> _Required tasks_
A. What percentage figures for the Knesset entry threshold, past or proposed, appear in the article on Israel's electoral threshold below?
B. According to the article on Israel's electoral threshold below, how many seats in the 120-member Knesset is the current threshold equivalent to?
C. Write out the part of the article on Israel's electoral threshold below, starting with "Israel may for" and going on through "the Israeli legislature.".

> _Document passage_
⁂
Israel may for the first time ever reduce the electoral threshold for entry into the Knesset, Prime Minister Binyamin Netanyahu said at a coalition meeting on Sunday, potentially making it easier for smaller factions to enter the Israeli legislature.
For most of Israel’s history, the minimum threshold for entering the Knesset was 1% of all valid votes. Prior to the 1992 elections, however, the Knesset raised the minimum electoral threshold to 1.5%.
Over the next 22 years, the threshold was raised incrementally, in the hopes of reducing the number of factions in the Knesset, creating more stable governing coalitions less dependent on small parties.
The threshold was raised to 2% for the 2003 election, then to 3.25% ahead of the 2015 elections. In Israel’s 120-member Knesset, the current threshold is equivalent to 3.9 seats.
On Sunday, however, Prime Minister Netanyahu proposed rolling back the minimum threshold to 2.75%, telling coalition partners he would push for the change – but only if it receives support from all six factions in the government.
⁂
> _Record set_
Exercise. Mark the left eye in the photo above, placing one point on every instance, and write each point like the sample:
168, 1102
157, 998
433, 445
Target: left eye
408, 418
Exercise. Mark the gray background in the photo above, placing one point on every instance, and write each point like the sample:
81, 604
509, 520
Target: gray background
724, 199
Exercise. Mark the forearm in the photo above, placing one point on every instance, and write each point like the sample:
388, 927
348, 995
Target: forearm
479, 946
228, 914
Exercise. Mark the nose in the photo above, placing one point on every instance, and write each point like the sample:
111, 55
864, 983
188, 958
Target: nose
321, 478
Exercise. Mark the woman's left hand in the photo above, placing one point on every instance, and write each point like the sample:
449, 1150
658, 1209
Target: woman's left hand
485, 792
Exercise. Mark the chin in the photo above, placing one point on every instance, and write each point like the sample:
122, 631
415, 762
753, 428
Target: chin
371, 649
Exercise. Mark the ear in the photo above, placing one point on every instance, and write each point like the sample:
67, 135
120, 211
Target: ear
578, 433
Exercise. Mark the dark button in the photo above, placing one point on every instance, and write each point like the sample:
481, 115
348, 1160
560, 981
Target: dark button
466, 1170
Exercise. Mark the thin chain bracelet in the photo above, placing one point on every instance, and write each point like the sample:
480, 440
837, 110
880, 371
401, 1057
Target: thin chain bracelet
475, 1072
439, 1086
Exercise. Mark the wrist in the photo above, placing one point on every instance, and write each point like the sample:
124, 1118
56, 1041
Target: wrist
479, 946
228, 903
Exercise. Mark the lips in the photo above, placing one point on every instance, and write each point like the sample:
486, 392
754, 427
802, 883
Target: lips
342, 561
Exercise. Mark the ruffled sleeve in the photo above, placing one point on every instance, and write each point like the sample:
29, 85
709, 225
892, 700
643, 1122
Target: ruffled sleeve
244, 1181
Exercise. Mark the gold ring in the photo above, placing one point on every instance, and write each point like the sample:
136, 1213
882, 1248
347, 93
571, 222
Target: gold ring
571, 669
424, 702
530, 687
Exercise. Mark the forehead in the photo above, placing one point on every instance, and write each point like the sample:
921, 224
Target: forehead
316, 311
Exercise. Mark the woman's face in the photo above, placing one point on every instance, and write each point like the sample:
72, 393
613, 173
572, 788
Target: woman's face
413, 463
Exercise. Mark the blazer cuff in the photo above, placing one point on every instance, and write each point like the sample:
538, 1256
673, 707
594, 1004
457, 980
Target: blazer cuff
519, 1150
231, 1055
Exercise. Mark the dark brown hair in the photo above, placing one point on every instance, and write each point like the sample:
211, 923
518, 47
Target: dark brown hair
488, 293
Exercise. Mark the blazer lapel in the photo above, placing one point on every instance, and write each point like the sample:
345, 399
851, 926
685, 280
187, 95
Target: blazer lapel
⁂
> _Response list_
A. 1%, 1.5%, 2%, 3.25%, 2.75%

B. 3.9 seats.

C.
Israel may for the first time ever reduce the electoral threshold for entry into the Knesset, Prime Minister Binyamin Netanyahu said at a coalition meeting on Sunday, potentially making it easier for smaller factions to enter the Israeli legislature.